::: Document segment :::

As aforementioned, this project was the first to utilize a new foundation installation technique. This process, a gravity based foundation (GBF) design method, involves floating the foundations into position at sea and submerging them onto the seabed to provide the support structures that act as the foundations for the installation of the turbine towers. (EDF, 2017) It is the first time this method has been used for offshore wind turbine installation, having previously been used for offshore oil and gas extraction. Current methods of offshore wind deployment consist of the monopile method, in which a monopile is sunk 30-60 feet into the seabed, the gravity foundation method which utilizes a large concrete or steel base, and the tripod method, in which the piles are driven, again, deep into the seabed (Whitlock, 2017). The float and submerge method has the advantage of enabling the gravity base foundations to be towed out to sea by tugboats, rather than utilizing more expensive heavy-lift crane vessels.  The design also reduces the need to use expensive marine equipment for the installation on the sea bed itself does not utilize a pile driving technique which has been proven a major source of auditory pollution in the nearshore and offshore marine environments (Peng et al., 2015).

Cable Innovation: From 33kV to 66 kV:

The project is also the first of its kind to utilize a new kind of export cable technology. From the Developers Brochure: “Blyth Offshore Demonstrator will be the first offshore wind project to use 66kV rated inter array and export cables to connect the turbines to the new onshore substation on part of the site of the former Blyth power station” (2017). In, “The Use of 66kV technology for Offshore Wind Demonstration sites”, Neumann et al. (2014) addressed the feasibility of developing a system implementing 66kV at the Blyth Offshore Demonstration site, citing several potential benefits. These include “the potential to reduce the amount of submarine cabling required, reduced losses in the connection at 66kV versus 33kV, and the potential to eliminate offshore substations in some cases.”

While intra-array 66 kV cable systems were not approved at the time this paper was written, their analysis of these benefits of the 66kV system is supported by other studies from organizations such as the Carbon Trust’s Offshore Wind Accelerator (OWA) which also showed that in addition to the benefits discussed by Neumann et al., 66kV systems “increase the power density through the cables and hence result in more cost effective cable systems” and that transmitting power back to shore at this higher voltage is also “a more efficient and cost effective option”. (Ferguson et al., 2012).

::: Stored data :::

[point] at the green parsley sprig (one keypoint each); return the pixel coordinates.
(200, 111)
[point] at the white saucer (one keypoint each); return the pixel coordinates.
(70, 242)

:::

_Requirements_
Can you reproduce the offshore wind text word for word between "While intra-array 66" and "et al., 2012).", inclusive?

_Complete answer_
While intra-array 66 kV cable systems were not approved at the time this paper was written, their analysis of these benefits of the 66kV system is supported by other studies from organizations such as the Carbon Trust’s Offshore Wind Accelerator (OWA) which also showed that in addition to the benefits discussed by Neumann et al., 66kV systems “increase the power density through the cables and hence result in more cost effective cable systems” and that transmitting power back to shore at this higher voltage is also “a more efficient and cost effective option”. (Ferguson et al., 2012).